◆ Selected excerpt ◆
A man is entitled to half his son’s World Trade Center-related death benefits, even though the father abandoned him as an infant, a state appeals court decided recently.
The workers’ compensation death benefit of $50,000 due Daniel Hal Crisman should be split between his mother, Deborah Ann Crisman, and his biological father, Richard Shelp, the Appellate Division of state Supreme Court said in a 5-0 ruling.
Though abandoning his son, the court noted that Shelp never terminated his parental rights. The state’s workers’ comp law says only that death benefits should be paid to “surviving parents” of victims of fatal on-the-job injuries if, as in Daniel Crisman’s case, victims die without spouses or children.
Deborah Crisman and Shelp had initially sought to split the $50,000 award, but Crisman later sought to exclude Shelp from receiving anything, citing his abandonment of his son, according to court papers.
The court said it was “not unsympathetic” to Crisman’s argument. But it said the workers’ comp statute is clear in such cases. If the state doesn’t want biological parents who turn out to be bad mothers or fathers from collecting benefits, it’s up to the “legislature, and not this court, to remedy the perceived inconsistency,” Justice Bruce Crew III wrote.

[Dataset excerpts]
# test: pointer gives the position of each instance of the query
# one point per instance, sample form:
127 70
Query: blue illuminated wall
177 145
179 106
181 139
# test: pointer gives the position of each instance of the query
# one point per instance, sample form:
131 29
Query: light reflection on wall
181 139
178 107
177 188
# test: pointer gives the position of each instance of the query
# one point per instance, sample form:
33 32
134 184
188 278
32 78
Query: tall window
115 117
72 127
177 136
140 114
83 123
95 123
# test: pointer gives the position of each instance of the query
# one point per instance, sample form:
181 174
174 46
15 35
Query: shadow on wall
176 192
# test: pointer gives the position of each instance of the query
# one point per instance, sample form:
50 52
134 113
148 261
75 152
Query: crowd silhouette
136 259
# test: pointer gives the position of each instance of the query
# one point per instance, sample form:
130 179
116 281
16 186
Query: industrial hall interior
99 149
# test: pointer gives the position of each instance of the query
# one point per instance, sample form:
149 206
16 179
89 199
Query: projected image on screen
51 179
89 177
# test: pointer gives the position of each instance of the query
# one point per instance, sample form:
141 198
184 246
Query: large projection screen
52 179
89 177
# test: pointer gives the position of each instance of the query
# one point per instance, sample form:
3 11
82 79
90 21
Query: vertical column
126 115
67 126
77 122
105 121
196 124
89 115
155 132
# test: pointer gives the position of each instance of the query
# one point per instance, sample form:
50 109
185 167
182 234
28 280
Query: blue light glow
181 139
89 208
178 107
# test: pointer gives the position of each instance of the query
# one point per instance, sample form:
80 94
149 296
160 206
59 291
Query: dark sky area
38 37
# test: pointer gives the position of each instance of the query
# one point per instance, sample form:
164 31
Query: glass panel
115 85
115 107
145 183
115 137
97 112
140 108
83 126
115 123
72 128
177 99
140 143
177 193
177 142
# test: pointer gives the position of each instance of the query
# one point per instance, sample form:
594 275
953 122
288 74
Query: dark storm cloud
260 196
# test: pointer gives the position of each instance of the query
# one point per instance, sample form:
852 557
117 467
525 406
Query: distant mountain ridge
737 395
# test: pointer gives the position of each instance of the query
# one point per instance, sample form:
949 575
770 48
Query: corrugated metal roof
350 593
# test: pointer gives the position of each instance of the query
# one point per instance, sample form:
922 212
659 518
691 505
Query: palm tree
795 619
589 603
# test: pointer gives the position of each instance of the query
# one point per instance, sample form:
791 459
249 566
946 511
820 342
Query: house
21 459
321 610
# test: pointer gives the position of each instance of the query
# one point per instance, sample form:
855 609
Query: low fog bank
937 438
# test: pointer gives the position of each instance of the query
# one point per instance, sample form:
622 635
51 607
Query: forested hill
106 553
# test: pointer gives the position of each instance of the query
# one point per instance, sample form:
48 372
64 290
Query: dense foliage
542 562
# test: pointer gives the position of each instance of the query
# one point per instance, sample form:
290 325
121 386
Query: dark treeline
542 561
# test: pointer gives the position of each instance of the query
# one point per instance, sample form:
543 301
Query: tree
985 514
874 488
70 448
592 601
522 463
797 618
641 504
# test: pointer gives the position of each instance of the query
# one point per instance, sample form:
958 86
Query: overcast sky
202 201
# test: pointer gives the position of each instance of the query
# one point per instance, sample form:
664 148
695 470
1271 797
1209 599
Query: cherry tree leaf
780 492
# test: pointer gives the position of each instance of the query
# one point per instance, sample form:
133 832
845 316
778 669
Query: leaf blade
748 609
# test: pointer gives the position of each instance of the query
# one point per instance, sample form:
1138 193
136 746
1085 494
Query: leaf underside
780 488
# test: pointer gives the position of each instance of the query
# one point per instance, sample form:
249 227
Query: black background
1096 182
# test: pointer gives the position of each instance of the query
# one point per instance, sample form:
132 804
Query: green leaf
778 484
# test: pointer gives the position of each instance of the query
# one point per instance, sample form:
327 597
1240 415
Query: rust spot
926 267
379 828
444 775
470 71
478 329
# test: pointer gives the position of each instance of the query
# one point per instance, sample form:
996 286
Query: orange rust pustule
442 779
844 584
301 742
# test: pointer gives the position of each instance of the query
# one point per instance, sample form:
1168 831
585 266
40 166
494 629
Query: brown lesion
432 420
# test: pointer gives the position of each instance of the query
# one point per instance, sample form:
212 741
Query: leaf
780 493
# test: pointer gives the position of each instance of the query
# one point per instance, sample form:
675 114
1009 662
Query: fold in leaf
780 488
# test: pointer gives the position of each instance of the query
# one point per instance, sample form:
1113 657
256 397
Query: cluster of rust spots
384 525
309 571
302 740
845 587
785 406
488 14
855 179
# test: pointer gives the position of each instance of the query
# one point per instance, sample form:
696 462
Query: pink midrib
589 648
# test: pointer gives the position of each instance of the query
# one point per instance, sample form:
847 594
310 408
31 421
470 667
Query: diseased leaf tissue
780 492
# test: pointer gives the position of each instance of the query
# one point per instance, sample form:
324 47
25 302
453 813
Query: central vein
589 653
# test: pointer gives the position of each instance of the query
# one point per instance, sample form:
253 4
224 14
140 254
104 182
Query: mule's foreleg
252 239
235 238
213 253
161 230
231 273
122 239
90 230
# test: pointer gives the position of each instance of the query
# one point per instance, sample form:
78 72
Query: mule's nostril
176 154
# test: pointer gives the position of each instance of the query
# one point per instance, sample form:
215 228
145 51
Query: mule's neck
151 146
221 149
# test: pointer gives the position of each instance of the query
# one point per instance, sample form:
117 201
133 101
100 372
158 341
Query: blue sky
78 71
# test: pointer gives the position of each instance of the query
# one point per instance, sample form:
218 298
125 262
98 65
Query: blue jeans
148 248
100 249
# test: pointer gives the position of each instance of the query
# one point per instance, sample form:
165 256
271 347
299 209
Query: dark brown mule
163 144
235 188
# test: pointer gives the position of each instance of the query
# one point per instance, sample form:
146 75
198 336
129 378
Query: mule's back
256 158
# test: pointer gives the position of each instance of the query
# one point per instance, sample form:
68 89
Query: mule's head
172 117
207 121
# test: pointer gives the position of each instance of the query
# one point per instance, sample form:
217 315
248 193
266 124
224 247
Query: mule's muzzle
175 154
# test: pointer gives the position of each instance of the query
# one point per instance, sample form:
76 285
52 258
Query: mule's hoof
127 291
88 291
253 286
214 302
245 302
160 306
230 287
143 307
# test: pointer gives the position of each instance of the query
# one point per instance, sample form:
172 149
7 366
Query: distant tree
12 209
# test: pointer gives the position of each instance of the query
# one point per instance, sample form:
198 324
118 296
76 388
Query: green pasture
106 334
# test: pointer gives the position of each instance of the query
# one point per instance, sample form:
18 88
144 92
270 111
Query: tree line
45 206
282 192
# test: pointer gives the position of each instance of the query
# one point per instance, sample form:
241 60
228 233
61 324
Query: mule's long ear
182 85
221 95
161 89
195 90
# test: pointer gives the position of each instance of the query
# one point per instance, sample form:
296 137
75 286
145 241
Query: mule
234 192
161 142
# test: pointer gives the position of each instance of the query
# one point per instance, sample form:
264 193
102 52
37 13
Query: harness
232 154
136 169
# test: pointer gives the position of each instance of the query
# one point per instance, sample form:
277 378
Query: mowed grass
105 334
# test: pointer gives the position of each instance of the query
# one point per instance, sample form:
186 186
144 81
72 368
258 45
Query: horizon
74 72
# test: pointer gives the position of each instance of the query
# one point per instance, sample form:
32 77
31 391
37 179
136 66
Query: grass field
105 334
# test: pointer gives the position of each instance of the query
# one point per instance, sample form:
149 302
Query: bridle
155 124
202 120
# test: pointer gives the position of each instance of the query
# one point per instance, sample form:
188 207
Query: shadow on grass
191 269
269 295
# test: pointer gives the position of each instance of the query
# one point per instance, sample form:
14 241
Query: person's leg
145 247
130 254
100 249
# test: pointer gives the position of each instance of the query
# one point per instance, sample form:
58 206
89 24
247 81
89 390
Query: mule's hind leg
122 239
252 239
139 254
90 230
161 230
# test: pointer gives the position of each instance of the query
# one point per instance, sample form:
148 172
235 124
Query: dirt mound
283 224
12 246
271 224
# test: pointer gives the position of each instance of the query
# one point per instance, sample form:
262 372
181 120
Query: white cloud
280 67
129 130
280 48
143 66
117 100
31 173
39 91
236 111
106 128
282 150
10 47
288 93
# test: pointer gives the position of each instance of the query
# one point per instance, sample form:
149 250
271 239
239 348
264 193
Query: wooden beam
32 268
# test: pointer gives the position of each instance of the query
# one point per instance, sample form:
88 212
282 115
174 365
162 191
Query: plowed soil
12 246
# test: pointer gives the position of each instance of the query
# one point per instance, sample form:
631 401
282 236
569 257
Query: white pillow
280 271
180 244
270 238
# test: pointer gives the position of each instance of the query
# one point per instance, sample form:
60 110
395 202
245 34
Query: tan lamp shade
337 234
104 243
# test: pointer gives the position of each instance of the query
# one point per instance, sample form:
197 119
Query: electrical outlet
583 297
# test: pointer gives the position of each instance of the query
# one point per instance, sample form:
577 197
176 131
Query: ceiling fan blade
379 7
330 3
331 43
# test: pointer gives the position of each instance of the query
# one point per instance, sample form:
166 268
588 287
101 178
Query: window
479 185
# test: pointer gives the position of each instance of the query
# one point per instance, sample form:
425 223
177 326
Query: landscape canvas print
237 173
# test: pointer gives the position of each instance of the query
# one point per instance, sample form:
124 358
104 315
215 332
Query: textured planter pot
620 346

◆ Explore the material ◆
• 1. Do these statements agree with the article on the death benefits ruling? Answer yes or no for each and quote the deciding words. (a) The appeals court's decision was unanimous. (b) Richard Shelp had terminated his parental rights. (c) Deborah Crisman and Shelp at first sought to split the $50,000 award.
• 2. List every person named in the article on the death benefits ruling.

◆ Responses to the tasks ◆
• 1.
(a) Yes: "the Appellate Division of state Supreme Court said in a 5-0 ruling."
(b) No: "Shelp never terminated his parental rights."
(c) Yes: "Deborah Crisman and Shelp had initially sought to split the $50,000 award."

• 2. Daniel Hal Crisman, Deborah Ann Crisman, Richard Shelp, Bruce Crew III